--- Start DATA SHOWN ---

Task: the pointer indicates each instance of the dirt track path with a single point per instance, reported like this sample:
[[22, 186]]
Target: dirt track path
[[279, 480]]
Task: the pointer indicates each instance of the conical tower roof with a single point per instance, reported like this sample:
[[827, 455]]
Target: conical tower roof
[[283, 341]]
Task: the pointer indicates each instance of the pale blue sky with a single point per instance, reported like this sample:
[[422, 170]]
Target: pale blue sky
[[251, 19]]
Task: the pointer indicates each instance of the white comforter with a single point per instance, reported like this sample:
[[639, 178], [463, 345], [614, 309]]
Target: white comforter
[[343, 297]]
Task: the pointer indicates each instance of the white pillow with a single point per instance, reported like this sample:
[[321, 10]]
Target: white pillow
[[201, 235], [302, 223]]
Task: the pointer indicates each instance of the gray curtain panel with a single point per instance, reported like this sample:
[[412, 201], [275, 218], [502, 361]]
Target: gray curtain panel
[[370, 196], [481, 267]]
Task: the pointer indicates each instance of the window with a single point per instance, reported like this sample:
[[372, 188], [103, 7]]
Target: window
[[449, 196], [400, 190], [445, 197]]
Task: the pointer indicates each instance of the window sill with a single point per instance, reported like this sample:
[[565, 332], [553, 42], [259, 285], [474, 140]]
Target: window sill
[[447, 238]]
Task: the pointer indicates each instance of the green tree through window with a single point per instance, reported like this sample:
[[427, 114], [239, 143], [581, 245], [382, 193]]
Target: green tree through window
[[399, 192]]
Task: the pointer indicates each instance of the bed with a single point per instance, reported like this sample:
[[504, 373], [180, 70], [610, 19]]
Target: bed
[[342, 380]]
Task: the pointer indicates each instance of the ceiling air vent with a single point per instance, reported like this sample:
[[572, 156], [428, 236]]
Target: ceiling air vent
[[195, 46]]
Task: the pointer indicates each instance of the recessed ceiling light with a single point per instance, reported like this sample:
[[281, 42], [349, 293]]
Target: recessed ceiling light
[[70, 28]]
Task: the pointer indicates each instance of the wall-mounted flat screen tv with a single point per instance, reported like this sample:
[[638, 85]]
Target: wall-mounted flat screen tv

--- End DATA SHOWN ---

▶ **TASK DIRECTIONS**: Write out every line of the records above as a numbered list, omitting any blank lines.

▶ **COMPLETED EXERCISE**:
1. Task: the pointer indicates each instance of the dirt track path with a single point per instance, reported like this sample:
2. [[22, 186]]
3. Target: dirt track path
4. [[279, 480]]
5. Task: the pointer indicates each instance of the conical tower roof with a single point per instance, reported like this sample:
6. [[827, 455]]
7. Target: conical tower roof
8. [[283, 341]]
9. Task: the pointer indicates each instance of the pale blue sky with a single point per instance, reported like this sample:
10. [[422, 170]]
11. Target: pale blue sky
12. [[251, 19]]
13. Task: the pointer indicates each instance of the white comforter with a single point per instance, reported like this sample:
14. [[639, 178], [463, 345], [614, 309]]
15. Target: white comforter
16. [[343, 297]]
17. Task: the pointer indicates each instance of the white pillow with a single point per instance, reported like this sample:
18. [[321, 10]]
19. Target: white pillow
20. [[201, 235], [302, 223]]
21. Task: the pointer indicates each instance of the gray curtain panel with a single point per instance, reported like this sample:
22. [[412, 201], [275, 218], [502, 361]]
23. Target: gray curtain panel
24. [[370, 196], [481, 267]]
25. Task: the pointer indicates each instance of the window with a single point per instance, reported like this sample:
26. [[372, 188], [103, 7]]
27. Target: window
28. [[449, 196], [400, 190], [445, 197]]
29. Task: the pointer indicates each instance of the window sill with a single point per instance, reported like this sample:
30. [[565, 332], [553, 42], [259, 285], [474, 140]]
31. Target: window sill
32. [[447, 238]]
33. Task: the pointer indicates each instance of the green tree through window with a single point per instance, reported like this sample:
34. [[427, 114], [239, 143], [581, 245], [382, 193]]
35. Target: green tree through window
36. [[399, 192]]
37. Task: the pointer indicates each instance of the bed with a single point per instance, reported like this sample:
38. [[504, 373], [180, 70], [610, 19]]
39. Target: bed
40. [[342, 380]]
41. Task: the pointer indicates each instance of the ceiling air vent with a single point per instance, reported like this sample:
42. [[572, 156], [428, 236]]
43. Target: ceiling air vent
44. [[195, 46]]
45. Task: the pointer indicates each instance of the recessed ceiling light with a single point per instance, reported like this sample:
46. [[281, 42], [349, 293]]
47. Target: recessed ceiling light
48. [[70, 28]]
49. Task: the pointer indicates each instance of the wall-mounted flat screen tv with a single point per instance, reported like this sample:
50. [[638, 85]]
51. Target: wall-mounted flat screen tv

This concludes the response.